# SCHRIFTLICHE ANWEISUNG 1
Übersetze aus dem Bericht über den Vortrag von Eckhard Jesse den Satz „Sie fordern die Ausladung des 62-jährigen Extremismusforschers.“ ins Englische.
# SCHRIFTLICHE ANWEISUNG 2
Zitiere aus dem Bericht über den Vortrag von Eckhard Jesse den Abschnitt zwischen "Ärger wegen Vortrag" und "des 62-jährigen Extremismusforschers.", beide Stellen eingeschlossen.
# SCHRIFTLICHE ANWEISUNG 3
Führe den Bericht über den Vortrag von Eckhard Jesse nach seinem letzten Satz weiter.

# TEXTAUSZUG

○ ○ ○ ○ ○ ○ ○

Ärger wegen Vortrag
Linke wollen den Politologen Jesse nicht an der Uni haben
Zahlreiche linke Gruppen haben etwas gegen einen Vortrag des Politikwissenschaftlers Eckhard Jesse in der Universität. Sie fordern die Ausladung des 62-jährigen Extremismusforschers.
Jesse, der an der er Technischen Universität Chemnitz lehrt,
soll am Mittwoch, 10 November, 20.15 Uhr in Hörsaal 1015 auf Einladung
des Studium Generale und der Katholischen Akademie der Erzdiözese zum
Thema "Politischer Extremismus – was ist harter, was ist weicher
Extremismus?" sprechen.

○ ○ ○ ○ ○ ○ ○

# GEGEBENE ANGABEN
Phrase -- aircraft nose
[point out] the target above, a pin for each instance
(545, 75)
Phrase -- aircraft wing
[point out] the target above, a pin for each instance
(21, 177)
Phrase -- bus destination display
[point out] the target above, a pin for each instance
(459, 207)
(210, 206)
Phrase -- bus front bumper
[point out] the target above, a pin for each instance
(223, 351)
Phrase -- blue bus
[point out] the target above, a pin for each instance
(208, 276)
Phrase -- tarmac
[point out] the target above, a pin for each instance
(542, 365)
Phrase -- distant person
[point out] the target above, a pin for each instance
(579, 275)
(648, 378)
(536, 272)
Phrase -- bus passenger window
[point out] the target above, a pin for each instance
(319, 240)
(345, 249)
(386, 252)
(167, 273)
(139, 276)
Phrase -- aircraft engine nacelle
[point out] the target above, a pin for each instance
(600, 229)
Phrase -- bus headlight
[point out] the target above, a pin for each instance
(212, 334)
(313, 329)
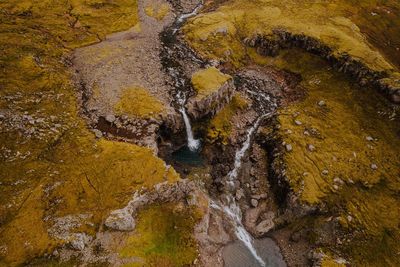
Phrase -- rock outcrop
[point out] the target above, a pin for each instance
(270, 45)
(123, 219)
(214, 91)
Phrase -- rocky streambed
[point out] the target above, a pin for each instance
(245, 153)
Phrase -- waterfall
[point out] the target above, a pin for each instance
(193, 144)
(230, 207)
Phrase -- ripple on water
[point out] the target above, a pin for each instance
(237, 255)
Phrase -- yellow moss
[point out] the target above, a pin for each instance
(138, 102)
(164, 236)
(220, 127)
(158, 12)
(61, 169)
(208, 81)
(341, 131)
(103, 17)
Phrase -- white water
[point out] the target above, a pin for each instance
(230, 207)
(193, 144)
(184, 17)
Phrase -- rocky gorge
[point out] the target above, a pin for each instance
(293, 108)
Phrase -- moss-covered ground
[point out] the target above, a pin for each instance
(208, 81)
(164, 236)
(344, 137)
(348, 27)
(345, 154)
(158, 11)
(51, 165)
(220, 127)
(138, 102)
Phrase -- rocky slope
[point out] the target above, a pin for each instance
(90, 126)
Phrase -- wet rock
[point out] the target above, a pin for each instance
(120, 220)
(295, 237)
(240, 194)
(98, 133)
(337, 180)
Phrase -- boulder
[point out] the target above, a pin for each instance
(209, 104)
(120, 220)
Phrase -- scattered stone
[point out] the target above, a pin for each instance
(295, 237)
(80, 240)
(297, 122)
(289, 147)
(337, 180)
(98, 133)
(110, 118)
(266, 225)
(310, 148)
(120, 220)
(254, 202)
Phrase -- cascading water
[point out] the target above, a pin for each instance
(229, 205)
(193, 144)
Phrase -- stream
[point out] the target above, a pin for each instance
(173, 50)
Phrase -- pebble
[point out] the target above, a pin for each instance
(310, 148)
(254, 202)
(337, 180)
(289, 147)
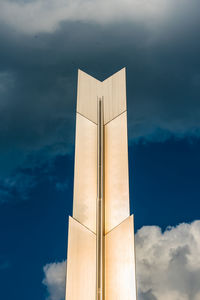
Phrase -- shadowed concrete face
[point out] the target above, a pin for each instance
(101, 194)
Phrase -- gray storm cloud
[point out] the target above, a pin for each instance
(168, 265)
(45, 15)
(43, 43)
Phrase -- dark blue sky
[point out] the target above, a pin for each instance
(39, 59)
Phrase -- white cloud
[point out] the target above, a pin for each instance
(45, 15)
(168, 265)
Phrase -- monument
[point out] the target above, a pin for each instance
(101, 255)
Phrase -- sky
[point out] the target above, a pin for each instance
(43, 43)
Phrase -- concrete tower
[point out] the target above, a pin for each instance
(101, 255)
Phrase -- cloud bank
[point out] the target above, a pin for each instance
(45, 15)
(45, 42)
(168, 265)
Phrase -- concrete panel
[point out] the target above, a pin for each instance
(120, 282)
(85, 173)
(81, 263)
(114, 92)
(116, 172)
(88, 90)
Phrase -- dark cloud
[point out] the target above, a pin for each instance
(38, 73)
(167, 264)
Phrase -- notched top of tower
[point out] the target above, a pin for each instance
(112, 89)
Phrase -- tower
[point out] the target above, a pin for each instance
(101, 255)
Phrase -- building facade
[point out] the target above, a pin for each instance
(101, 255)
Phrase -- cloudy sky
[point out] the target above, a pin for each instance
(42, 45)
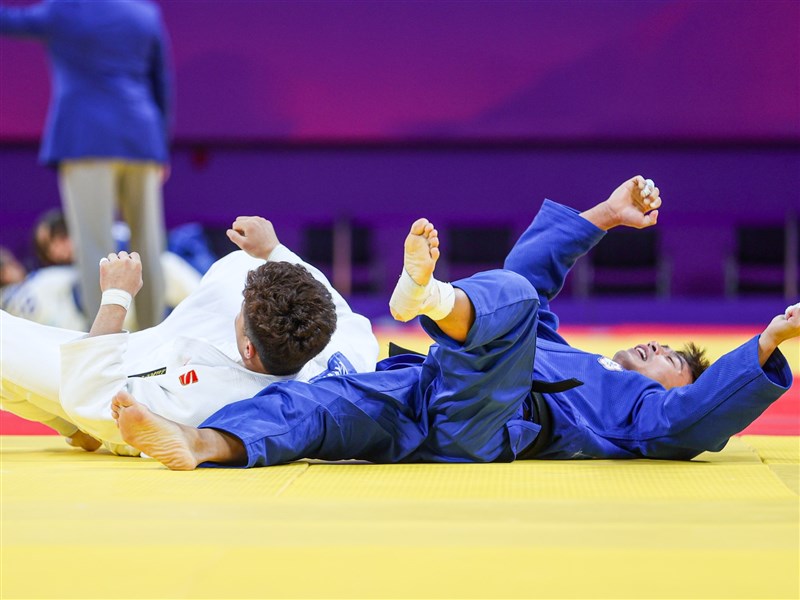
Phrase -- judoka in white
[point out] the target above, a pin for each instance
(185, 368)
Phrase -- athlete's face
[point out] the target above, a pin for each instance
(657, 362)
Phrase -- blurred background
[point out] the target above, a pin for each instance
(344, 121)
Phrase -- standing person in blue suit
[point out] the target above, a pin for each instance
(481, 394)
(106, 130)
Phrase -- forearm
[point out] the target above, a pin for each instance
(109, 319)
(602, 216)
(766, 346)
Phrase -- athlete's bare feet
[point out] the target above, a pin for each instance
(168, 442)
(421, 251)
(413, 292)
(79, 439)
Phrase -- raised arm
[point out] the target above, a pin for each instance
(559, 236)
(353, 336)
(782, 328)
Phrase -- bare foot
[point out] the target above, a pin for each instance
(83, 440)
(421, 251)
(168, 442)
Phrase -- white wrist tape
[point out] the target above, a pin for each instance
(118, 297)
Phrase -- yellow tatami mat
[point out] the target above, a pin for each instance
(78, 525)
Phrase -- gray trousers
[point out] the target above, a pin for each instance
(91, 192)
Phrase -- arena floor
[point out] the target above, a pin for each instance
(726, 525)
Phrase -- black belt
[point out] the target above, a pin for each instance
(537, 412)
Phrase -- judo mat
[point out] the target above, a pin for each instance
(726, 525)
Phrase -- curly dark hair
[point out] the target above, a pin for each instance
(288, 315)
(695, 358)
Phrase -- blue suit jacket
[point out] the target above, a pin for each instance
(111, 83)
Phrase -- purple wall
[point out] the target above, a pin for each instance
(460, 111)
(344, 70)
(707, 190)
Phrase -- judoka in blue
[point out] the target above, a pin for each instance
(470, 401)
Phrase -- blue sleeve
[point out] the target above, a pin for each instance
(26, 21)
(732, 393)
(161, 77)
(548, 249)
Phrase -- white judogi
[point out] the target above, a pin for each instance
(47, 295)
(66, 380)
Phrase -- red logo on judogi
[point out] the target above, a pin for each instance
(188, 378)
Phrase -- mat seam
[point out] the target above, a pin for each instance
(291, 480)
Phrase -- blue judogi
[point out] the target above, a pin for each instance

○ ○ ○ ○ ○ ○ ○

# SCHRIFTLICHE ANTWORT 1
They are demanding that the 62-year-old extremism researcher be disinvited.

# SCHRIFTLICHE ANTWORT 2
Ärger wegen Vortrag
Linke wollen den Politologen Jesse nicht an der Uni haben
Zahlreiche linke Gruppen haben etwas gegen einen Vortrag des Politikwissenschaftlers Eckhard Jesse in der Universität. Sie fordern die Ausladung des 62-jährigen Extremismusforschers.

# SCHRIFTLICHE ANTWORT 3
Jesses Gegner werfen den Veranstaltern vor, "einen ungeheuerlichen Akt
von Geschichtsrevisionismus" zuzulassen: Der Rahmen einer Veranstaltung
zum Gedenken an Verfolgte des Naziregimes werde dazu missbraucht, gegen
die Partei Die Linke zu hetzen und diese mit der NPD "in ein und
dieselbe extremistische Ecke" zu stellen. Zudem sei Jesse auch als
Person untragbar, weil er für die Zeitschrift "Mut" arbeite und sich
antisemitisch äußere.
Jesses Vortrag ist Teil einer Vortragsreihe zum Ausstellungsprojekt
"Deportation nach Gurs 1940. Das Schicksal der Badener jüdischen
Glaubens in der Nazi-Zeit". Die Aufforderung zu Jesses Ausladung ist
unterzeichnet von elf linken Gruppierungen, darunter der
Linke-Kreisverband, die DGB-Hochschulgruppe, die Verdi-Jugend Südbaden
und die Studierendenvertretung Usta der Pädagogischen Hochschule. Auch
in der Vollversammlung der Studierenden der Universität am
Donnerstagabend wurde mit großer Mehrheit ein Antrag contra Jesse
verabschiedet.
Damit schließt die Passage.